### TEXT SEGMENT ###
You said: "I realized the problem is gsub. I don't know enough about gsub to fix this issue." I am not sure how your realized that gsub() is your problem (and it may be part of your problem), but you have a problem before you ever get to gsub(). With the field separators specified to be each occurrence of an equal sign, a space, a double-quote, a colon, a semicolon, or a period character in your input line and the strings that you are looking for in field 1 being MEMSIZE (which contains a trailing space character), real time (which contains an embedded and a trailing space character), and SASFoundation (which does not appear at the start of any line in any of your sample input files); there would seem to be zero chance that the condition $1 in L is ever going to be true for any of your sample input files. Therefore, none of your gsub() function calls will ever be executed in your script.

Instead of asking us to debug your gsub() function calls, please give us a CLEAR description in English of the logic used to determine:
  1. What keyword is being processed to get the value SASFoundation from the input line z=/SAS/SAS94/SASFoundation/9.4;. If you are processing the z keyword, why isn't the value for that keyword /SAS/SAS94/SASFoundation/9.4?
  2. Which lines containing real time need to be processed, what are the possible formats of the times specified on those lines, and how is that data supposed to be displayed in your output file?
  3. Since the last field in your output file is not always the name of the input file in which the rest of the data on that line was found, how is the data in that field determined?
  4. Why do your input and output files have incomplete last lines (with no line terminator) and why do they have DOS line separators? Why aren't your input and output files text files if they are named with the file extension .txt?
# 14  
Old 06-07-2016
I'm disappointed that you have chosen not to answer any of my questions (which would have helped give you code that might work for you), but maybe this will give you something you can adapt to your needs. It makes some wild assumptions based on sample input files you have provided in this thread, sample output files you have provided in this thread, sample code segments you have provided in this thread, statements you have made in this thread, and me reading a lot in between the lines:
  1. The input files you want to process are in the directory /tmp/log.
  2. The output file you want to produce should be placed in the directory /tmp/log.
  3. The name of the output file you want to produce is either file.txt or progflag.txt. (The following script uses the name progflag.txt.)
  4. You do not want to process your output file as an input file. (The following script ignores both file.txt and progflag.txt as input files.)
### RECORDED INFORMATION ###
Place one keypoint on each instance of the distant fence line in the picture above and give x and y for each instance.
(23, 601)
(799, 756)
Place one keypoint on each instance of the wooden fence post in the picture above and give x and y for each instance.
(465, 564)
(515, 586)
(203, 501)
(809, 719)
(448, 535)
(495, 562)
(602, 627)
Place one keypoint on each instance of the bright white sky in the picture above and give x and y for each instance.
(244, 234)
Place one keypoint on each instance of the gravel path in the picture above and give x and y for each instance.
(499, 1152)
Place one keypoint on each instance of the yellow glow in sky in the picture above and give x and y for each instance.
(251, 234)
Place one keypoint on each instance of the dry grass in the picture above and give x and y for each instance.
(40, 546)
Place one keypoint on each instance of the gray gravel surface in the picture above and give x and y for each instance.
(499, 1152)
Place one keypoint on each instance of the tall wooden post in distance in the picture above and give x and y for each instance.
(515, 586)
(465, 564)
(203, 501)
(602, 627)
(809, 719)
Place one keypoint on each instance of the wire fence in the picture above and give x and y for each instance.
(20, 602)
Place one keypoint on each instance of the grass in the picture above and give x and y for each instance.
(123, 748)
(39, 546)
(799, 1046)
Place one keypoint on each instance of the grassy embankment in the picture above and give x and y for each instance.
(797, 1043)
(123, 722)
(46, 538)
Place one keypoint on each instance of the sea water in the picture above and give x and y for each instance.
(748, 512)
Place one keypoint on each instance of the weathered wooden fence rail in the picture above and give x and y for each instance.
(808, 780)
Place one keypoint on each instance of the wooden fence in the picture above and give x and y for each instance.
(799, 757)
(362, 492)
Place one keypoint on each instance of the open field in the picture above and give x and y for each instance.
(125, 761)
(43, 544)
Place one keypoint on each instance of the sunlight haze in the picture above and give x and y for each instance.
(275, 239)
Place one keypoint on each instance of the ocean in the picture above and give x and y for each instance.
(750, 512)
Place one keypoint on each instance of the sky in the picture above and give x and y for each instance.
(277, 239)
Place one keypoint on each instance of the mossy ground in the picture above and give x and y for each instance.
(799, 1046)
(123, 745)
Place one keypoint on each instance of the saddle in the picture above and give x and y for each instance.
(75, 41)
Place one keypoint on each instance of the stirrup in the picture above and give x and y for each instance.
###
GIVEN REQUEST A
In the awk forum thread, what directory are the input files assumed to be in?
GIVEN REQUEST B
Transcribe the awk forum thread, beginning at the words "2. Which lines" and stopping after "that field determined?".
GIVEN REQUEST C
Go on with the awk forum thread from its last sentence.
This listing comes from a separate source.

EXERCISE OUTPUT A
/tmp/log

EXERCISE OUTPUT B
2. Which lines containing real time need to be processed, what are the possible formats of the times specified on those lines, and how is that data supposed to be displayed in your output file?
  3. Since the last field in your output file is not always the name of the input file in which the rest of the data on that line was found, how is the data in that field determined?

EXERCISE OUTPUT C
  5. All files in the directory /tmp/log whose names end with the string .txt (other than the two mentioned possible output files) are to be processed as input files.
  6. Your input files might or might not have DOS (CR-LF) line terminators instead of UNIX (LF) line terminators. If CR-LF line terminators are present, the CR should be removed before further processing an input line.
  7. Your input files might not have a line terminator on the last line. If an input file does not have a line terminator on the last line, a UNIX line terminator should be added.
  8. Your output file should be a properly formatted text file with UNIX line terminators.
  9. If an input file contains the string /SASFoundation/, an output line should be created in your output file with the string SASFoundation as the 3rd field in that line.
  10. If an input file contains a line matching the ERE ^MEMSIZE *= *[^;]*;{0,1}, an output line should be created in your output file with the string matched by the [^;]* portion of that ERE as the 1st field in that line.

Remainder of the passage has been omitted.